▶ **Document extract**:
-- Start --

188 Ill. 407 | Ill. | 1900
delivered the opinion of the court:
First — The first objection made by the appellants to the judgment of sale is, that the city of Lake Forest h ad no authority on July 6, 1896, the time of the passage and approval of the special assessment ordinance, to divide a special assessment into installments. Appellants contend, that section 8 of the ordinance of July, 1896, upon which the special assessment is based, so far as it provides for payment by installments, is illegal and void. It is claimed, that the Installment act, in force at the time of the passage of the ordinance, was the act of 1887 as amended by the further acts of 1891 and 1893; that the various amendments of article 9, giving a municipality the right to divide a special assessment into installments, had not been adopted by the city of Lake Forest; and that the county court, therefore, acquired no jurisdiction for the purpose of the confirmation of the original assessment.
On October 16, 1883, by ordinance passed and adopted on that day, the city of Lake Forest adopted article 9; at that time, and prior to the act of 1887, there was no provision made by statute for dividing special assessments into installments. The contention of the appellants is, that the city adopted article 9 as it was on October 16, 1883, and did not adopt the amendments of article 9 made after 1883. As the provisions for dividing special assessments into installments were embodied in these amendments, and as it is alleged that the amendments were never adopted by the city, it is, therefore, argued that that part of the ordinance, which provid es for the division of the assessment into installments, is void.

-- End --

▶ **Data section**:

-- Start --

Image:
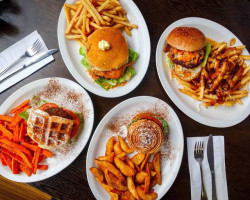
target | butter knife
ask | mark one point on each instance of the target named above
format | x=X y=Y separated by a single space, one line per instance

-- End --

▶ **Set tasks**:
1: From the court opinion, set down the passage that begins at the words "On October 16, 1883, by" and stops after the words "installments, is void.".
2: Answer these questions using the court opinion:
(a) On what date was the special assessment ordinance passed and approved?
(b) On what date did the city of Lake Forest adopt article 9?
(c) Which section of the ordinance do the appellants call illegal and void?
The data has no role in this work and can be left aside.

▶ **Results of the tasks**:
1:
On October 16, 1883, by ordinance passed and adopted on that day, the city of Lake Forest adopted article 9; at that time, and prior to the act of 1887, there was no provision made by statute for dividing special assessments into installments. The contention of the appellants is, that the city adopted article 9 as it was on October 16, 1883, and did not adopt the amendments of article 9 made after 1883. As the provisions for dividing special assessments into installments were embodied in these amendments, and as it is alleged that the amendments were never adopted by the city, it is, therefore, argued that that part of the ordinance, which provid es for the division of the assessment into installments, is void.

2:
(a) July 6, 1896
(b) October 16, 1883
(c) Section 8